A second continuum relates to character of variation in the phenomenon across space. Some phenomena (e.g., tax rates) can vary quite abruptly as political boundaries are crossed while others (e.g., gallons of ground water pumped for irrigation per county) can exhibit a relatively smooth variation quite independent of the units to which data are aggregated. MacEachren and DiBiase (1991) recently proposed a series of graphic data models that represent locations in this continuity abruptness phenomena space (fig. 8). These graphic data models correspond to a range of two dimensional symbolization methods, which include standard forms such as dot, choropleth, isopleth, and graduated symbol, along with wome hybrid techniques designed to deal with the midpoints on the phenomena space axes (fig. 9).

a) map pairs in which a data map is depicted side-by-side with a map of uncertainty about that data (fig. 10);



In relation to the third possibility, bivariate maps, the U.S. Census Bureau's bi-variate choropleth maps from the 1970 census are perhaps the best known attempt to relate two variables on one map. Experimentation with those maps by several researchers indicates that untrained readers have considerable trouble reading bi-variate maps (e.g., Olson, 1981). There are, however, a number of bi variate mapping possibilities that have not yet been investigated and previous attempts to use bivariate maps dealt with two different variables rather than with a single variable related to its uncertainty. Color saturation (or intensity), for example, might be used as a graphic variable for depicting uncertainty on maps in which different hues are used to represent the data values of interest (e.g., on a land cover map). For printed maps in black and white, a combination of texture and value may be effective (see fig. 12). The variable of focus might be used in similar ways.

• SUPPLIED DATA:
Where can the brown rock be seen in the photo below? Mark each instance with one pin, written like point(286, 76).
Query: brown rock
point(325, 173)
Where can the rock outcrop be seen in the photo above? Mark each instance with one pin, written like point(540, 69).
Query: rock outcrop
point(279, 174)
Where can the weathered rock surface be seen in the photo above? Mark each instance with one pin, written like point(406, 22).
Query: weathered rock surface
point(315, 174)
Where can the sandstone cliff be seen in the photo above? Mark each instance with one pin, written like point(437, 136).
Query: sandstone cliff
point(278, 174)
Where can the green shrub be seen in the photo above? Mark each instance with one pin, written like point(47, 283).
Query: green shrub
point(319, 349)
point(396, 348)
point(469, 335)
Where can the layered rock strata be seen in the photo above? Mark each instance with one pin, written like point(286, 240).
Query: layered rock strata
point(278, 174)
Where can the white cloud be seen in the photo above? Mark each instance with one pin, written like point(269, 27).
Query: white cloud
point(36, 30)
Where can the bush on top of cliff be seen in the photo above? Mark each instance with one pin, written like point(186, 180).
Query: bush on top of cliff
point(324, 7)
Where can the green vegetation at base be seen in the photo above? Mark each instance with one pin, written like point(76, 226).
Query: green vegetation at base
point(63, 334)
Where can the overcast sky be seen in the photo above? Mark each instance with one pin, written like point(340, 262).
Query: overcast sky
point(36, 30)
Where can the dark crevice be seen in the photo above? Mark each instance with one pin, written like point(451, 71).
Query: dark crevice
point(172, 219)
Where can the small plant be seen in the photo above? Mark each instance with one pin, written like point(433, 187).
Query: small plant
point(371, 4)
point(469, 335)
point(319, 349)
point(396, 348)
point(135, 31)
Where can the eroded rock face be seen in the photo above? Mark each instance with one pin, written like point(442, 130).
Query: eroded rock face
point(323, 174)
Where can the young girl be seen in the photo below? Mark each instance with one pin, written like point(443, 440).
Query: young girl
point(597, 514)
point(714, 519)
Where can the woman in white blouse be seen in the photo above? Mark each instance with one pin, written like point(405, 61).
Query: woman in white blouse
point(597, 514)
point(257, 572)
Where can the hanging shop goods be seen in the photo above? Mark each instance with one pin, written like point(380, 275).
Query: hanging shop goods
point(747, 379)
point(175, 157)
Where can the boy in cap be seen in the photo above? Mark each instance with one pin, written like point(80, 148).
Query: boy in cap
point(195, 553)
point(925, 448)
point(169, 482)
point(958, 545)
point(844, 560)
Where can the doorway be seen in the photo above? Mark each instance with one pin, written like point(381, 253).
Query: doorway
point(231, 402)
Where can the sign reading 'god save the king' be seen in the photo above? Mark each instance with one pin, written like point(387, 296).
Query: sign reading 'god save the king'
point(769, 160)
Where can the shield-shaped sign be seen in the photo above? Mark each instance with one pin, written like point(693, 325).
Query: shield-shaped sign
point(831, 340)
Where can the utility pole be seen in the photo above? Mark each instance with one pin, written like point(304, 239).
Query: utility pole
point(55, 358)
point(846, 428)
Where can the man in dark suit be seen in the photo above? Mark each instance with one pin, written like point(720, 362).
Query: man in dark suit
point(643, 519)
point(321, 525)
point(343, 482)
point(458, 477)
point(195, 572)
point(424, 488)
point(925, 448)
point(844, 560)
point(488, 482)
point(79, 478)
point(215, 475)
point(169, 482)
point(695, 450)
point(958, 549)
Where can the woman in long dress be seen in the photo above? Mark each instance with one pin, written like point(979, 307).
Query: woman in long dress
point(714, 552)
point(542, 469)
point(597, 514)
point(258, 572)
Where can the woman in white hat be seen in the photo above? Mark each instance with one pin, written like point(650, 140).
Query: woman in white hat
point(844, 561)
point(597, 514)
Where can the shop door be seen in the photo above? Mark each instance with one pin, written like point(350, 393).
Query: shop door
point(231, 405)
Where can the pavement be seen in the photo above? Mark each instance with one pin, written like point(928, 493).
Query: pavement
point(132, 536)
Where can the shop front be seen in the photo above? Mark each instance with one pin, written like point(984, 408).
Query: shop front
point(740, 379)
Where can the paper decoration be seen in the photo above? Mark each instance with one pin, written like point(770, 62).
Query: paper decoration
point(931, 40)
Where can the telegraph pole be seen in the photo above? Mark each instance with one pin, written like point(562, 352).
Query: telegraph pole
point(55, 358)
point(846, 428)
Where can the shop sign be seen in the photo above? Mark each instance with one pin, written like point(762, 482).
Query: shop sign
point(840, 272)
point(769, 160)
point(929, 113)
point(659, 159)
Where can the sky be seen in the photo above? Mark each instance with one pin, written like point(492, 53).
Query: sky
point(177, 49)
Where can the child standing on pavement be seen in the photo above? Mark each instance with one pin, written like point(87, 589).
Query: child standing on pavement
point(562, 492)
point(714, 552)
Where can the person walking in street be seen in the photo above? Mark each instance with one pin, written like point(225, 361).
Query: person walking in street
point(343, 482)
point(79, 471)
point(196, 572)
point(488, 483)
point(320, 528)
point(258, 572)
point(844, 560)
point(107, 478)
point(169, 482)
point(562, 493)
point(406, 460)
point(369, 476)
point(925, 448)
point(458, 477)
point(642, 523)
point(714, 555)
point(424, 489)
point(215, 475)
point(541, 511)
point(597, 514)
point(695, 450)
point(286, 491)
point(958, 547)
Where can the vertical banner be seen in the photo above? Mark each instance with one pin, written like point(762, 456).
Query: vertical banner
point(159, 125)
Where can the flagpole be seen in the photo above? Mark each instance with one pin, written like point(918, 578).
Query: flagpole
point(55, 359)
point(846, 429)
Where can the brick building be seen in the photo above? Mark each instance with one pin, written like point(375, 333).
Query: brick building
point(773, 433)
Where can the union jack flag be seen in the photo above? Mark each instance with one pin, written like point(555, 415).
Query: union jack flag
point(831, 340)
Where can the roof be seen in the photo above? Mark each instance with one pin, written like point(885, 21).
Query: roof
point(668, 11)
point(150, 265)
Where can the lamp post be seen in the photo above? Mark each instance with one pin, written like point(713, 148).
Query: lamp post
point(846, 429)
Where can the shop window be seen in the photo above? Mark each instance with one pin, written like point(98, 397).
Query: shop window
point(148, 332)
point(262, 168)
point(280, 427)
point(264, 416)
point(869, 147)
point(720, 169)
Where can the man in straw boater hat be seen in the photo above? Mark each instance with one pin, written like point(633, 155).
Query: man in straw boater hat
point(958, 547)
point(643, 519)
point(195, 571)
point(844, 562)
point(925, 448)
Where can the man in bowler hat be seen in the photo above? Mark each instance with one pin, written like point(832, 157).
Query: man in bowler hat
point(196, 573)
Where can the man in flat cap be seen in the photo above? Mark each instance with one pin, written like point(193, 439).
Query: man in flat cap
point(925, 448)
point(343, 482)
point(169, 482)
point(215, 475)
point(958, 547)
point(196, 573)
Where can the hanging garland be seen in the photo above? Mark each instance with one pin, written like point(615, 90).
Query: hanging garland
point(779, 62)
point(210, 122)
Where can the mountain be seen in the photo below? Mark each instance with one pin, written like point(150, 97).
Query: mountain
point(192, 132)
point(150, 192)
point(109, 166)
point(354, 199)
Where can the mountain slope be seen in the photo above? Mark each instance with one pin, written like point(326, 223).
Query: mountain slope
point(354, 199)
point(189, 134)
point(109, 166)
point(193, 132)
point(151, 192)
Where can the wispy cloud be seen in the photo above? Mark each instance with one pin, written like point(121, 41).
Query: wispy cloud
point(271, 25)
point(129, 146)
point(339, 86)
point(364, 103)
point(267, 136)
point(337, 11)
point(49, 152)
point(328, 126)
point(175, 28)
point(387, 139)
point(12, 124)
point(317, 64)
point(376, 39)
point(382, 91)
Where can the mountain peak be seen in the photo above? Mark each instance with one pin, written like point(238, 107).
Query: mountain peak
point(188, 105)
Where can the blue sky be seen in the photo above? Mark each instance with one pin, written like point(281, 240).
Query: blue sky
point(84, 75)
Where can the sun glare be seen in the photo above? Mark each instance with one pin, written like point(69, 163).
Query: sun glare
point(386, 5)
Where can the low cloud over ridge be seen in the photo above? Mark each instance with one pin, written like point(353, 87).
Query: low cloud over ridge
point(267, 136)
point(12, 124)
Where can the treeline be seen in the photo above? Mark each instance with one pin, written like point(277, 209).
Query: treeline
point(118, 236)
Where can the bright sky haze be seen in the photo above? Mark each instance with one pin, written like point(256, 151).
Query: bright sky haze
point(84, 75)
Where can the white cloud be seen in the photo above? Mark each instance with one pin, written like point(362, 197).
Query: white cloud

• TASKS TO COMPLETE:
A - In the passage on map symbolization, copy the part between "A second continuum" and "axes (fig. 9).", inclusive, swapping "graphic data models" for "visual data models".
B - List the standard forms of two-dimensional symbolization that the passage on map symbolization names.
C - Continue the passage on map symbolization and uncertainty from its last sentence.
The data comes from a separate source and has nothing to do with the map text.

• THE ANSWERS:
A -
A second continuum relates to character of variation in the phenomenon across space. Some phenomena (e.g., tax rates) can vary quite abruptly as political boundaries are crossed while others (e.g., gallons of ground water pumped for irrigation per county) can exhibit a relatively smooth variation quite independent of the units to which data are aggregated. MacEachren and DiBiase (1991) recently proposed a series of visual data models that represent locations in this continuity abruptness phenomena space (fig. 8). These visual data models correspond to a range of two dimensional symbolization methods, which include standard forms such as dot, choropleth, isopleth, and graduated symbol, along with wome hybrid techniques designed to deal with the midpoints on the phenomena space axes (fig. 9).

B - dot, choropleth, isopleth, graduated symbol

C -
In a dynamic visualization environment, it would be possible to combine sequencing and bi-variate techniques and allow a fade from a data map, through an uncertainty map, back to the data map. For qualitative areal data (e.g., soils) Fisher (1991) has suggested an animated technique to communicate the certainty (or uncertainty) of soil classifications for particular locations. In his visualization system, duration with which pixels are displayed in a particular color is matched to the probability of that pixel being in a particular soil classification. Certain sections of the map remain static and uncertain sections exhibit continual blinking between (or among) the potential soils for that place.
This possibility may tempt some of us to go back to our roots in the communication model approach to cartography. Communication of data quality or uncertainty seems to be the ideal case for which the communication model was developed. Uncertainty can be treated as a precisely defined piece of information that we want a GIS user to obtain. I am afraid, however, that if we follow this narrow information theory approach we will hit the same dead ends that we did a decade or so ago.
This time around we need to be aware of the range of human-user interactions with graphics that occur from initial data exploration to presentation. For exploratory applications, where there is no predetermined message to communicate, we can not judge uncertainty depictions using communication effectiveness standards. We can only evaluate these depictions in terms of how they alter decision making, pattern recognition, hypothesis generation, or policy decisions. We also must be aware of the fact that our (possibly) precise uncertainty information is conditioned by the social-cultural context in which decisions about what to represent are made (e.g., a variety of estimates exist about the reliability of the U.S. Census Bureau's enumeration of homeless persons), and of the limited ability of cartographers to determine the relative importance of various kinds of quality or uncertainty information in a particular context.
In addition to the question of visualizing uncertainty, there is also a question of quality of visualizations to consider. One way to evaluate visualization of uncertainty tools, therefore, is to calibrate those tools in terms of their tendency toward type I and type II visualization errors (MacEachren and Ganter, 1990). Does providing uncertainty information (or providing it in a particular way) lead to a failure to notice patterns and relationships (type II) or to a tendency to see patterns that do not exist (type I)? Maps are re-presentations and as such are always one choice among many about how to re-present. There is always uncertainty in the choice of representation method, therefore, representing the uncertainty in our representations is an uncertain endeavor at best.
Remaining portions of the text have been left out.